Data taken from a collection:

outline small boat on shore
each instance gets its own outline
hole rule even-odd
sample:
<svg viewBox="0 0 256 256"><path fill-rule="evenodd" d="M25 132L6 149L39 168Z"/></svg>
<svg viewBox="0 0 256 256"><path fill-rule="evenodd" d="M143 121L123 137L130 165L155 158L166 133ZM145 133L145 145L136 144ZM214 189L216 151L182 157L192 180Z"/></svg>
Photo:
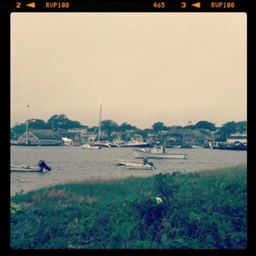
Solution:
<svg viewBox="0 0 256 256"><path fill-rule="evenodd" d="M47 171L51 171L52 168L48 167L43 160L40 160L38 163L39 167L30 167L25 165L14 165L11 164L11 171L43 171L43 169Z"/></svg>

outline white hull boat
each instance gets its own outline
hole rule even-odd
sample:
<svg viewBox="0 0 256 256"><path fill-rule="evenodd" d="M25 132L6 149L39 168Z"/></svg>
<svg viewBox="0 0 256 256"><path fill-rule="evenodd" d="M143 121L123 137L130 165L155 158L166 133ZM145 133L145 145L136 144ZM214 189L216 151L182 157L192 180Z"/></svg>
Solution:
<svg viewBox="0 0 256 256"><path fill-rule="evenodd" d="M185 159L187 153L167 153L165 146L156 144L152 149L135 149L134 154L136 158L172 158Z"/></svg>
<svg viewBox="0 0 256 256"><path fill-rule="evenodd" d="M133 170L152 170L153 166L150 164L142 164L142 163L127 163L126 164L126 169Z"/></svg>
<svg viewBox="0 0 256 256"><path fill-rule="evenodd" d="M101 147L98 146L91 146L89 144L83 144L82 146L80 146L82 149L100 149Z"/></svg>
<svg viewBox="0 0 256 256"><path fill-rule="evenodd" d="M148 162L148 159L144 158L143 163L122 159L114 159L117 165L122 165L126 167L126 169L137 169L137 170L152 170L153 167L156 169L153 162Z"/></svg>
<svg viewBox="0 0 256 256"><path fill-rule="evenodd" d="M107 142L94 141L92 146L100 147L100 148L111 148L111 145Z"/></svg>
<svg viewBox="0 0 256 256"><path fill-rule="evenodd" d="M126 164L141 164L141 162L135 162L135 161L129 161L129 160L122 160L122 159L114 159L117 165L126 165Z"/></svg>
<svg viewBox="0 0 256 256"><path fill-rule="evenodd" d="M47 171L51 171L52 168L48 167L43 160L40 160L38 163L39 167L30 167L25 165L10 165L11 171L43 171L43 169Z"/></svg>

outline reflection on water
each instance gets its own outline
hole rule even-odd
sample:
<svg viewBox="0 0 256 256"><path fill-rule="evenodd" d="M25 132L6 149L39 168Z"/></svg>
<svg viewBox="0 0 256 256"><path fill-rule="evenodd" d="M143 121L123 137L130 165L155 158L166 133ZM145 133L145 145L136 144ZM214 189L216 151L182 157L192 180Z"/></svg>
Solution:
<svg viewBox="0 0 256 256"><path fill-rule="evenodd" d="M187 159L150 159L157 169L127 170L117 166L116 158L135 158L133 149L103 148L86 150L80 147L22 147L11 146L11 164L37 166L44 160L52 171L38 172L11 172L11 195L48 185L80 181L84 178L121 178L147 176L174 171L194 171L247 162L246 151L230 151L208 149L167 149L167 152L188 153Z"/></svg>

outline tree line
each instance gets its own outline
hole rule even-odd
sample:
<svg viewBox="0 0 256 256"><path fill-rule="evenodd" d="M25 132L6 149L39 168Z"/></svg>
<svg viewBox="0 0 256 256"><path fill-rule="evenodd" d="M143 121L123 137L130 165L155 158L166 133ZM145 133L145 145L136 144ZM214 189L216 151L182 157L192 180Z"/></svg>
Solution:
<svg viewBox="0 0 256 256"><path fill-rule="evenodd" d="M98 130L98 126L89 127L88 126L83 126L78 121L72 121L67 118L66 115L53 115L46 122L42 119L32 118L26 120L25 123L15 126L11 128L11 139L16 139L26 130L26 125L28 122L29 129L42 129L42 130L53 130L54 131L67 130L68 129L81 128L87 129L88 132L97 132ZM146 128L144 130L139 129L135 126L128 124L127 122L122 123L121 126L117 125L112 120L104 120L100 123L100 129L108 135L112 133L124 133L127 131L136 132L140 134L144 138L147 136L149 133L158 133L164 130L170 130L175 126L167 126L163 122L157 121L153 123L151 128ZM195 125L189 125L185 126L176 126L178 129L191 129L200 130L201 131L208 130L211 133L220 135L226 138L226 135L231 134L245 133L247 131L247 121L242 121L235 122L234 121L228 121L222 125L221 127L217 127L214 123L200 121Z"/></svg>

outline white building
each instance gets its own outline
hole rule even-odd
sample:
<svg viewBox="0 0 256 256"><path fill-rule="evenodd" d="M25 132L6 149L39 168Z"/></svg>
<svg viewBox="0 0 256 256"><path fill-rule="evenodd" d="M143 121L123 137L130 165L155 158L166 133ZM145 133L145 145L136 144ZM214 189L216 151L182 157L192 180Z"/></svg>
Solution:
<svg viewBox="0 0 256 256"><path fill-rule="evenodd" d="M73 146L73 140L68 138L62 138L64 141L63 146Z"/></svg>

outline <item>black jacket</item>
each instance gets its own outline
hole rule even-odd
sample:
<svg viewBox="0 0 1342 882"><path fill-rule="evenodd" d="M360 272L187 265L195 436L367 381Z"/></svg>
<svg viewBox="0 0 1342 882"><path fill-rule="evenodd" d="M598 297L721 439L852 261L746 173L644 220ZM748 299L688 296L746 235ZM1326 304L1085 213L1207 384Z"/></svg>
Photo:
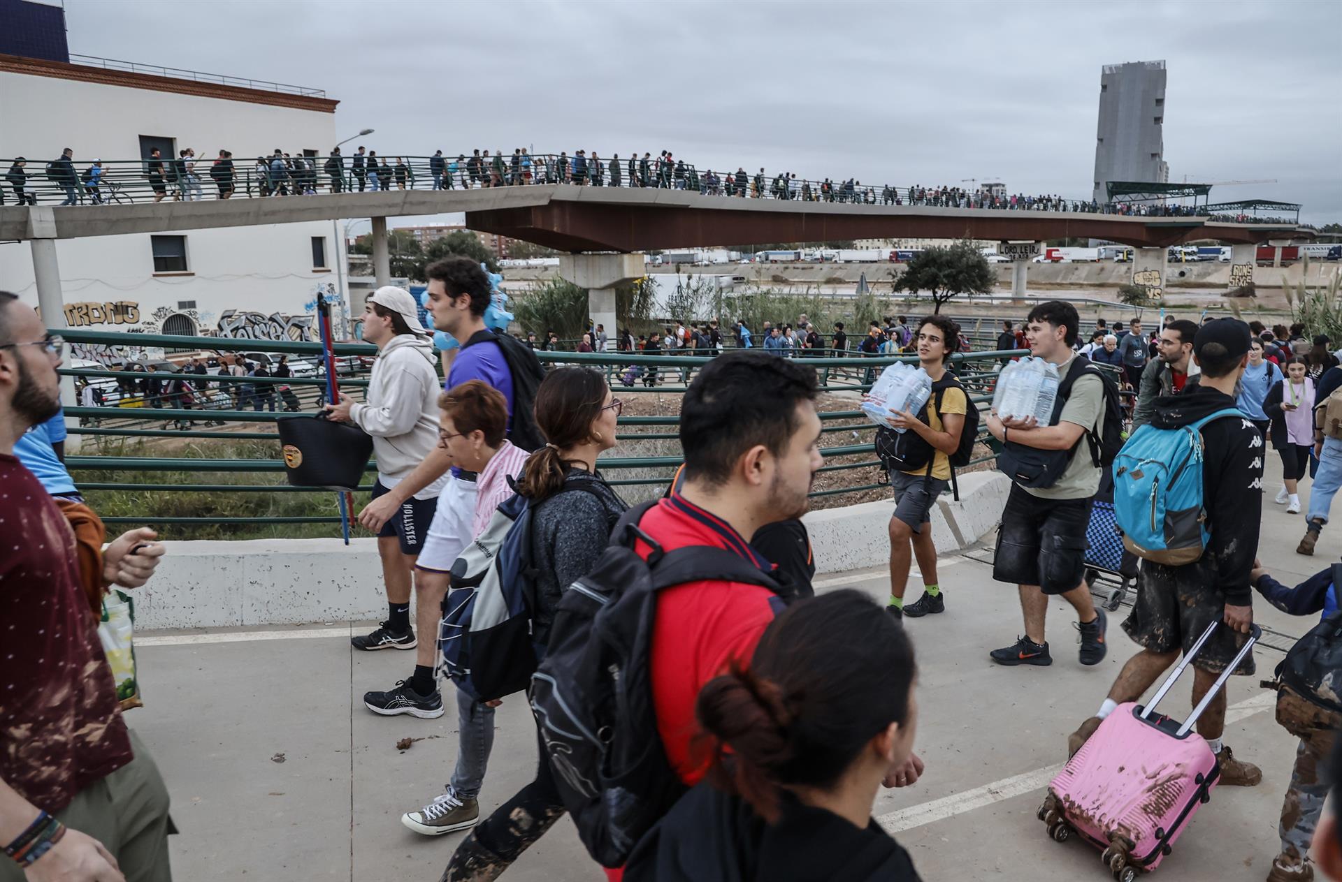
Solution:
<svg viewBox="0 0 1342 882"><path fill-rule="evenodd" d="M921 882L876 822L866 830L785 798L777 824L699 784L633 850L625 882Z"/></svg>
<svg viewBox="0 0 1342 882"><path fill-rule="evenodd" d="M1155 399L1151 425L1174 429L1197 422L1235 399L1209 386L1185 387L1178 395ZM1188 566L1205 567L1225 602L1249 606L1253 588L1249 570L1257 555L1263 523L1263 436L1245 418L1227 417L1202 428L1202 504L1210 539L1202 558Z"/></svg>

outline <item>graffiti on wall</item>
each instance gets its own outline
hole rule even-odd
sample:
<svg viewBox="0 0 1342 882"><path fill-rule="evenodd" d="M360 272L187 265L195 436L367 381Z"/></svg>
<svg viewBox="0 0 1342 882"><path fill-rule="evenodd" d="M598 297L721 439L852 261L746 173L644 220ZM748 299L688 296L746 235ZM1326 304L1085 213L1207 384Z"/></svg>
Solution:
<svg viewBox="0 0 1342 882"><path fill-rule="evenodd" d="M311 315L224 310L219 314L215 336L235 340L311 340Z"/></svg>
<svg viewBox="0 0 1342 882"><path fill-rule="evenodd" d="M1146 296L1151 302L1159 300L1165 296L1165 287L1161 284L1159 269L1138 269L1133 273L1133 284L1138 288L1146 288Z"/></svg>
<svg viewBox="0 0 1342 882"><path fill-rule="evenodd" d="M67 303L66 324L89 327L91 324L138 324L140 303L117 300L110 303Z"/></svg>

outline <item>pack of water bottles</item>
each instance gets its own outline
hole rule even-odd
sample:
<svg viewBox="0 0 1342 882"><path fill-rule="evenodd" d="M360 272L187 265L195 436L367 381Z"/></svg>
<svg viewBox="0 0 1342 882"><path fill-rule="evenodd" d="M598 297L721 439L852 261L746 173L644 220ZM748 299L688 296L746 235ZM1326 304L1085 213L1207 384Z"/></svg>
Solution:
<svg viewBox="0 0 1342 882"><path fill-rule="evenodd" d="M896 362L880 371L862 402L862 409L876 425L900 412L918 413L931 395L931 377L922 367ZM906 432L906 429L895 429Z"/></svg>
<svg viewBox="0 0 1342 882"><path fill-rule="evenodd" d="M997 375L993 410L998 417L1035 417L1041 426L1053 421L1057 399L1057 367L1043 358L1025 357L1008 362Z"/></svg>

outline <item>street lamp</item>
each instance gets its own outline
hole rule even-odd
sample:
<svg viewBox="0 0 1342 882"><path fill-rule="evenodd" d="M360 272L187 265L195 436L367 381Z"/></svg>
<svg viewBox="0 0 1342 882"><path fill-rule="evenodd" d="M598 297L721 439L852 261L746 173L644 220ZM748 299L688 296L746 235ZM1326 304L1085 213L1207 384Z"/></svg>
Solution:
<svg viewBox="0 0 1342 882"><path fill-rule="evenodd" d="M373 134L372 129L361 129L357 135L350 135L350 137L345 138L344 141L338 142L336 146L338 147L342 143L349 143L354 138L362 138L364 135L370 135L370 134ZM345 227L345 231L349 232L349 227L348 225ZM340 299L345 304L345 310L344 310L344 312L345 312L345 322L344 322L345 327L341 328L341 332L342 332L342 335L348 336L349 335L349 320L350 320L350 303L349 303L349 288L348 288L348 286L345 283L345 276L349 273L349 257L342 252L341 244L342 243L341 243L340 229L336 227L336 218L333 217L331 218L331 245L336 247L334 248L334 251L336 251L336 279L337 279L337 281L340 281Z"/></svg>

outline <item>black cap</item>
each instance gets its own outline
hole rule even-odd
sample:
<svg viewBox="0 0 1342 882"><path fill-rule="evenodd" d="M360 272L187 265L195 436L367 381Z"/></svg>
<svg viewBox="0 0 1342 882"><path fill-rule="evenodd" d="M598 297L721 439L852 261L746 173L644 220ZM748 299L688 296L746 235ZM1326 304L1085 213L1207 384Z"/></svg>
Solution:
<svg viewBox="0 0 1342 882"><path fill-rule="evenodd" d="M1249 351L1249 326L1239 319L1212 319L1198 328L1193 338L1193 354L1202 357L1202 347L1220 343L1229 358L1239 358Z"/></svg>

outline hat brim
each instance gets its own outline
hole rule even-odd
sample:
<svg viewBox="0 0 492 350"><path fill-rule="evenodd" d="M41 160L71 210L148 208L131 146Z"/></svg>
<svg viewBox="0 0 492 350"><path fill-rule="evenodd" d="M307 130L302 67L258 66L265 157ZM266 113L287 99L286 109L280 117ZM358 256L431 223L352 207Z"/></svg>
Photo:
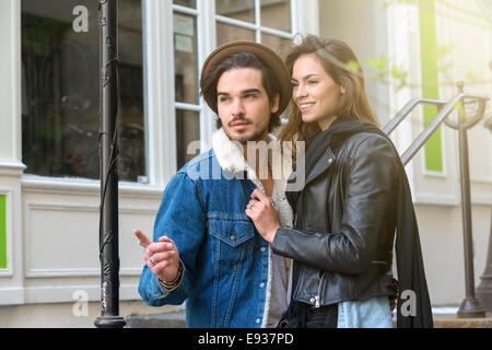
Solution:
<svg viewBox="0 0 492 350"><path fill-rule="evenodd" d="M237 52L249 52L255 55L265 66L267 66L268 69L273 72L280 88L279 110L276 113L277 115L280 115L283 110L285 110L291 101L292 84L290 81L289 71L283 60L279 55L265 45L255 42L239 40L231 42L218 47L204 61L203 68L201 69L202 77L209 74L212 68L218 63ZM207 101L206 97L206 102L213 112L218 113L216 101Z"/></svg>

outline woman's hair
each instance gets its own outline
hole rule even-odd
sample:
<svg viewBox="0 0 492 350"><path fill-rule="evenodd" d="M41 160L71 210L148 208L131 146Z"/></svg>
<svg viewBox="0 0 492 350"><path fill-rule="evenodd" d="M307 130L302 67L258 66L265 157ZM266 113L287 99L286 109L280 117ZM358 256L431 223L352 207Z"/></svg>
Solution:
<svg viewBox="0 0 492 350"><path fill-rule="evenodd" d="M241 68L255 68L261 72L261 83L267 92L270 106L273 105L277 95L280 95L280 84L274 78L274 73L267 68L255 55L249 52L237 52L231 55L222 62L218 63L207 77L201 77L200 90L203 96L208 97L207 101L213 101L212 109L216 107L216 84L223 73L234 69ZM215 126L218 129L222 127L222 121L216 118ZM268 131L270 132L274 127L280 126L280 114L273 113L270 117L270 124Z"/></svg>
<svg viewBox="0 0 492 350"><path fill-rule="evenodd" d="M378 126L365 94L361 65L348 44L338 39L324 39L316 35L308 35L303 38L301 44L293 43L285 59L291 77L295 61L302 55L314 54L327 74L345 90L341 94L337 108L338 119L368 121ZM280 133L280 139L281 141L306 141L308 143L309 139L320 131L317 122L304 122L298 107L291 103L289 121ZM295 143L293 143L293 152L295 160Z"/></svg>

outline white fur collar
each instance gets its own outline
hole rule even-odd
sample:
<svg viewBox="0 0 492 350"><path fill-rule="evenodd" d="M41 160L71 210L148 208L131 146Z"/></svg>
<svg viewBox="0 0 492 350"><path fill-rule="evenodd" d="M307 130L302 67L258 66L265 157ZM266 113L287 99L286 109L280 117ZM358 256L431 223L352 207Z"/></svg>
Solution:
<svg viewBox="0 0 492 350"><path fill-rule="evenodd" d="M292 172L292 161L290 158L282 158L281 144L272 135L268 136L268 147L271 150L270 166L274 179L277 195L284 195L286 180ZM262 191L265 191L255 170L246 162L243 154L243 148L231 141L224 131L220 128L212 136L212 148L215 153L219 165L222 170L231 173L246 172L248 178Z"/></svg>

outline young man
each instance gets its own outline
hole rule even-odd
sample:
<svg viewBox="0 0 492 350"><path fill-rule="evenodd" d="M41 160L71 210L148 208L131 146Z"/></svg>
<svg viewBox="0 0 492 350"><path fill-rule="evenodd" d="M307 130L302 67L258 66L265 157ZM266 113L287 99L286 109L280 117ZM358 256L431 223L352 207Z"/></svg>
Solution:
<svg viewBox="0 0 492 350"><path fill-rule="evenodd" d="M259 189L281 224L292 226L289 164L276 168L272 161L281 159L280 148L270 158L251 152L280 125L291 98L289 74L267 47L235 42L208 57L200 88L219 116L218 131L212 149L167 184L153 243L134 231L147 247L139 292L152 306L186 301L188 327L274 327L288 307L288 268L245 211Z"/></svg>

TASK REQUIREMENTS: Rewrite the material from its first line through the line containing "167L30 167L25 165L14", replacing "instance" with "object" and keeping everything else unchanged. Leave the pictures out of your answer.

RESULT BELOW:
outline small boat on shore
each object gets its own outline
hole rule even-odd
sample:
<svg viewBox="0 0 256 256"><path fill-rule="evenodd" d="M25 132L6 149L39 168Z"/></svg>
<svg viewBox="0 0 256 256"><path fill-rule="evenodd" d="M143 121L123 137L130 165L155 158L166 133ZM145 133L145 145L136 144ZM214 189L216 151L182 157L192 180Z"/></svg>
Photo:
Solution:
<svg viewBox="0 0 256 256"><path fill-rule="evenodd" d="M47 171L51 171L52 168L48 167L43 160L40 160L38 163L39 167L30 167L25 165L14 165L11 164L11 171L43 171L43 169Z"/></svg>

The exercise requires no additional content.